====== Source document

Giving direction to ‘The Tourist’

After earning an Academy Award for his debut film, the dark, Cold War-era drama “The Lives of Others,” German director Florian Henckel von Donnersmarck wanted to try a change of pace. And he couldn’t have gotten much more different than “The Tourist,” a big-budget romance caper starring Angelina Jolie and Johnny Depp.

You’re credited with penning the film along with two other writers. How was that process?

I read a script that Julian Fellowes, Christopher McQuarrie and, I think, three or four others had contributed to. Or four or five others. And still, it was a script that nobody would have been happy with. It was just one of those scripts that had been developed under so many different influences, you could tell that it was a slightly schizophrenic script. And so I just wrote what I imagined the film to be like.

What were your biggest changes?

I wanted to make it into a true love story between these people, and I also wanted people to think throughout the whole film, “Is this guy the person they’re looking for or not?” And for them to flip back and forth, for this not to be a film that somehow a surprise comes out of nowhere at the end, but for it to really be a constant cat-and-mouse game.

The finished film has a distinct sense of fun to it.

============

> _Actions to take_
**A)** Please list every person named in the interview about "The Tourist."
**B)** Extend the interview about "The Tourist" from its final line onward.

====== Supplied material

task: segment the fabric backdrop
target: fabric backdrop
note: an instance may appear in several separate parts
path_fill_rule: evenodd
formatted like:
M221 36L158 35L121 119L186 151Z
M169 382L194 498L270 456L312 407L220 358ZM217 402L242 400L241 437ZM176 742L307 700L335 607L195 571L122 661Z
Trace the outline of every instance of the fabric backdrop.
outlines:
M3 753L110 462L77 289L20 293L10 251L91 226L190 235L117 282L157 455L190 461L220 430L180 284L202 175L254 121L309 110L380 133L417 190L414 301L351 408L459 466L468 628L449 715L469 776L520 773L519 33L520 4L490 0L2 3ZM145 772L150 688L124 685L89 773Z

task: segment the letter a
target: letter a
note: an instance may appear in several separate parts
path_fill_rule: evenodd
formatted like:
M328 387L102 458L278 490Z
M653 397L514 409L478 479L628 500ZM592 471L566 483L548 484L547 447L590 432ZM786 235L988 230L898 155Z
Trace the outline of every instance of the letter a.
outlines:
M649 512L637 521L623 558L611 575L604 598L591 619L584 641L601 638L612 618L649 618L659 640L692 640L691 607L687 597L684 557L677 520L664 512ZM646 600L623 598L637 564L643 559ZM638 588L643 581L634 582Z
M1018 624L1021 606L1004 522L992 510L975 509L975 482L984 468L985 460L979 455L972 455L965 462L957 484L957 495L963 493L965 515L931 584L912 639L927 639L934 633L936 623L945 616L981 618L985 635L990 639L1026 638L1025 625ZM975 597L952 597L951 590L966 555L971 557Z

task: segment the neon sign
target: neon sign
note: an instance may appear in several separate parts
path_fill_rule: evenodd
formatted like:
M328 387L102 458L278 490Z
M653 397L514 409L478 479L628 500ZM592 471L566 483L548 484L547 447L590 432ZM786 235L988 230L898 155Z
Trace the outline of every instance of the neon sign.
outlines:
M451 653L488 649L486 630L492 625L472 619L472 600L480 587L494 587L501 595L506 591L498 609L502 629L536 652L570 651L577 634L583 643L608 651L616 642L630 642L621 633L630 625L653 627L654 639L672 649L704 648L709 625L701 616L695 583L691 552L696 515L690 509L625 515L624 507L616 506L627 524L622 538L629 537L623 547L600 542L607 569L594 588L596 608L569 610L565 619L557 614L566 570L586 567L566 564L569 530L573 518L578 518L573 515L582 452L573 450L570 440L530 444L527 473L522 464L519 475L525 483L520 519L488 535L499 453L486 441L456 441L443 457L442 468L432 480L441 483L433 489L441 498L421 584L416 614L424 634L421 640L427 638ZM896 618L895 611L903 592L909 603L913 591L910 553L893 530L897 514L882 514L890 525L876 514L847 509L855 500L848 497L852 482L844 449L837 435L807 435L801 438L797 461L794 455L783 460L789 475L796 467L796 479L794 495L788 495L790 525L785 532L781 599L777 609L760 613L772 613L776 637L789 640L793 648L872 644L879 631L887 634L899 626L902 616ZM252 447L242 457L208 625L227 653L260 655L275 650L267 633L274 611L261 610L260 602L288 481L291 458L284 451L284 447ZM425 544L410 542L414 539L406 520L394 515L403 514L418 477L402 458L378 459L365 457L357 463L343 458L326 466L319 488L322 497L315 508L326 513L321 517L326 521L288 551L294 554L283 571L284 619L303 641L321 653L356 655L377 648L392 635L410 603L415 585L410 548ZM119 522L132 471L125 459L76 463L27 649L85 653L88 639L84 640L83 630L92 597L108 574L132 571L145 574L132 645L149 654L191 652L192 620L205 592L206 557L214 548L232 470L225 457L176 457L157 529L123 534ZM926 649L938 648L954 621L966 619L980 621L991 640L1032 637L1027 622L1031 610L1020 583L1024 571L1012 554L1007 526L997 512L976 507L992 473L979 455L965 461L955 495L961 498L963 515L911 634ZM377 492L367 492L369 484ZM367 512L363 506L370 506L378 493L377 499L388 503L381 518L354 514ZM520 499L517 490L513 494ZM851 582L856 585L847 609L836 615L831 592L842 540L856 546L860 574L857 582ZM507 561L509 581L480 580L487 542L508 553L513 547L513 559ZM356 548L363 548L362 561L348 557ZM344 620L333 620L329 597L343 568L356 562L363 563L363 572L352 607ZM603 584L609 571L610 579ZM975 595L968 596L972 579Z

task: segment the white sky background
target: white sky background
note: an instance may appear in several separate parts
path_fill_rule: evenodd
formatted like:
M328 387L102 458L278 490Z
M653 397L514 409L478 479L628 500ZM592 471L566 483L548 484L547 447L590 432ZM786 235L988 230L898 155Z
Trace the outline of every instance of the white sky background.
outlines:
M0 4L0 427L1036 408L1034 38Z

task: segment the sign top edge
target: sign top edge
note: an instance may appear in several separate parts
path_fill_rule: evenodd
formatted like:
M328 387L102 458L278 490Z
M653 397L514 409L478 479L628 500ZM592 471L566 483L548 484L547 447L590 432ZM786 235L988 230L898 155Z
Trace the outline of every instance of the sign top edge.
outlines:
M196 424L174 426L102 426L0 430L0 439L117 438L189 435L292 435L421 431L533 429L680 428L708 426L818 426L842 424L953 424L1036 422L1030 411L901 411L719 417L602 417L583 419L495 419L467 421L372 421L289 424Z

============

> _In response_
**A)** Florian Henckel von Donnersmarck, Angelina Jolie, Johnny Depp, Julian Fellowes, Christopher McQuarrie

**B)**
When I screened a rough cut, it played really well, but it played too much like a comedy. So I actually started cutting out a lot of the humor. And the studio at first was a little worried because they said, “Hey no, no, wait. We don’t take comedy out of things.” And I said we’ll still have enough of it, because I don’t want people to be laughing in this film, I want them to be smiling.

There are hardly any other women onscreen besides Angelina Jolie.

There’s not a single other female speaking onscreen. I feel she’s so scintillating and exciting as a woman, it’s hard for other women to really be able to shine next to her. And also a lot of these people are just cops who are chasing her. If some of them had been women, I didn’t want to spend a lot of time explaining, “How did they as women feel about this incredibly beautiful woman?” And that’s why there’s not a single other word spoken by a woman other than Angelina. She’s enough woman for an entire film.